Records to use:
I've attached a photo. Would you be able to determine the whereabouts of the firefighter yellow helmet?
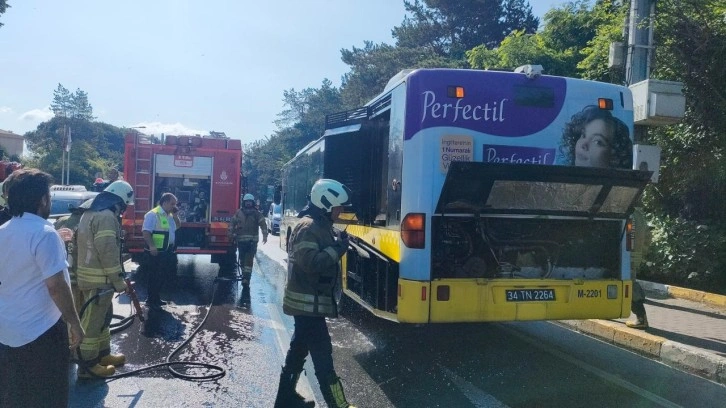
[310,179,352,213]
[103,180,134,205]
==
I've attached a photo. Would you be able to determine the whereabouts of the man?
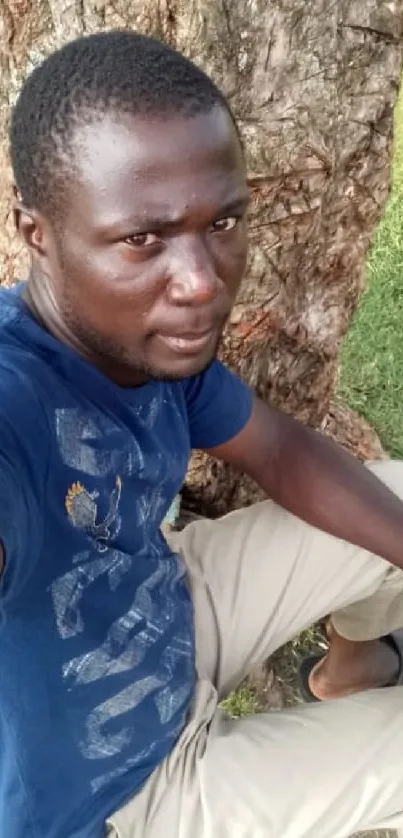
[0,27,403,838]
--
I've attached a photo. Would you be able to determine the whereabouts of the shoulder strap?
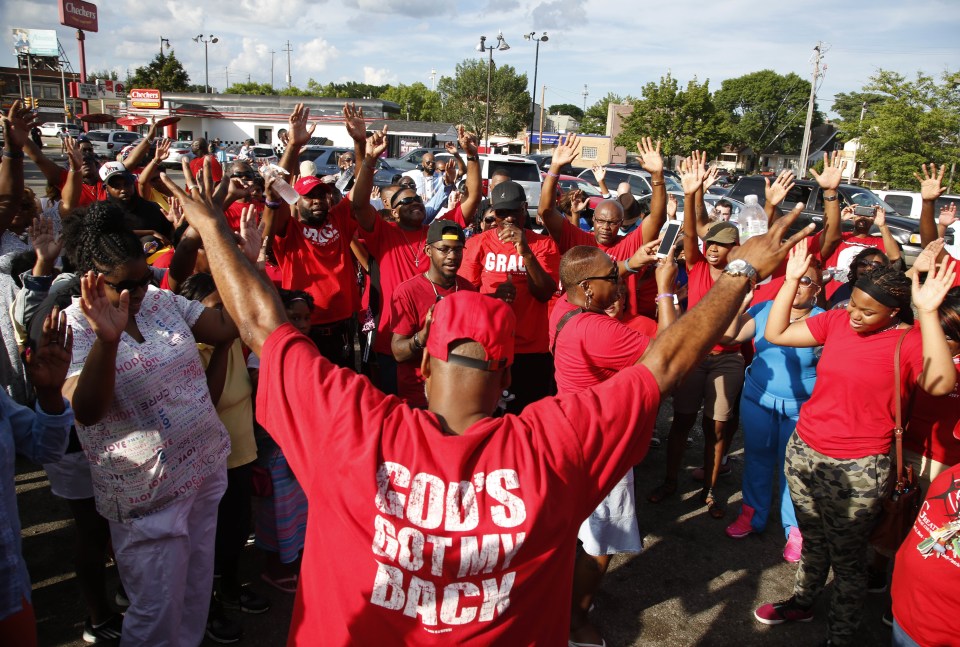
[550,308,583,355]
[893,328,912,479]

Exercise aim:
Return the items word for word, starting at the line with "of the man?" and ending at the line with "[0,27,403,838]", both included. Leave the pictures out of your answer.

The reply:
I've attached a photo. Would you be able to determine the whereabouts of the man?
[0,27,403,838]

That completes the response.